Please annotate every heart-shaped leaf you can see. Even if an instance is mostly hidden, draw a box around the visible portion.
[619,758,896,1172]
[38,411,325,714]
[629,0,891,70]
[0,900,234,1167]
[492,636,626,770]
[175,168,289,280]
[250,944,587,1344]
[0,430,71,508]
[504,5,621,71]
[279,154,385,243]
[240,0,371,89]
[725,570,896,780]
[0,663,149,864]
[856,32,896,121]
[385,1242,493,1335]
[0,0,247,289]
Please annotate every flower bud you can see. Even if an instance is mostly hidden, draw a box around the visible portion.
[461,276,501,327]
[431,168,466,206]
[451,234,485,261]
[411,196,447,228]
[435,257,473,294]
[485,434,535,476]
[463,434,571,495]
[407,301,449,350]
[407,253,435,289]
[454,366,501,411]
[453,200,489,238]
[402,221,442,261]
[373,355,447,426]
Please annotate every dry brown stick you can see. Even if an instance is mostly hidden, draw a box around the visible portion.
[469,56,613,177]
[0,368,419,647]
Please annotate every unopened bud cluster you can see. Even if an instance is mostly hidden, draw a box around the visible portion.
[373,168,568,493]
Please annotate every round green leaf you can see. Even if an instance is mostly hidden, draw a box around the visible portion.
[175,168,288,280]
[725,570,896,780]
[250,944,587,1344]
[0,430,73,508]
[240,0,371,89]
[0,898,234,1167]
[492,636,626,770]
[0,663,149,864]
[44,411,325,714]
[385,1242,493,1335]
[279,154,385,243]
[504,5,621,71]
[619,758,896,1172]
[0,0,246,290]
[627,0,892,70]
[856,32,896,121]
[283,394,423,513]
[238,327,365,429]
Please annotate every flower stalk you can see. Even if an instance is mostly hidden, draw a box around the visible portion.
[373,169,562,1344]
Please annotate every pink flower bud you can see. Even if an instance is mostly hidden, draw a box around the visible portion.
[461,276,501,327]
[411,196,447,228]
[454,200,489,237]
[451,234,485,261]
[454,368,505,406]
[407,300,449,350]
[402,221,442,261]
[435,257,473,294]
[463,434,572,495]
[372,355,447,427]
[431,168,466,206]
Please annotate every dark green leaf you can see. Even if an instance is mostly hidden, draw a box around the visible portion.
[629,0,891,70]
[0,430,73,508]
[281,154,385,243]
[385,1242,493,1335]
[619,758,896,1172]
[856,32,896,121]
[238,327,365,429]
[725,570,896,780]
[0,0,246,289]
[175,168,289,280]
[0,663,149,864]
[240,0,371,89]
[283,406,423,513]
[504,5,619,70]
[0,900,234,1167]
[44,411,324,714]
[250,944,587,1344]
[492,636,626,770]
....................
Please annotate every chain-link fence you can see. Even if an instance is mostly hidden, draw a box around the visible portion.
....................
SET TASK: Show each line of the items above that contains the string "draw". Letter case matters.

SOLUTION BELOW:
Please annotate every heart-shaped leaf you can see. Even if an instance is mostly hidden, draw a box around the visible portion.
Please annotate every flower bud you can see. Even if an instance is mostly hidden, draw a box around the visible portion.
Please annotate every dry brown stick you can see. Even if an instance is mostly hidden, draw a box around the visible portion.
Please annotate every unopened bud cluster you can see. Even if an instance is mostly hidden, draw a box around the visible portion.
Please annotate every round green leaf you can see. Even if an instance is mostly hidden, draw a box around the visible portion.
Please annotate every flower stalk you can see. Even if an instance is mostly hidden, draw a box around the visible portion.
Please annotate every pink flower bud you can see. Even if an instance is mostly hidden, draw a box around the visible portion.
Please annotate every dark green leaf you can see. Even if an instance is mostly hidden, draw a box around the visible portion.
Please annotate every chain-link fence you can see. Even if an instance is mostly hidden, draw a box around the visible portion.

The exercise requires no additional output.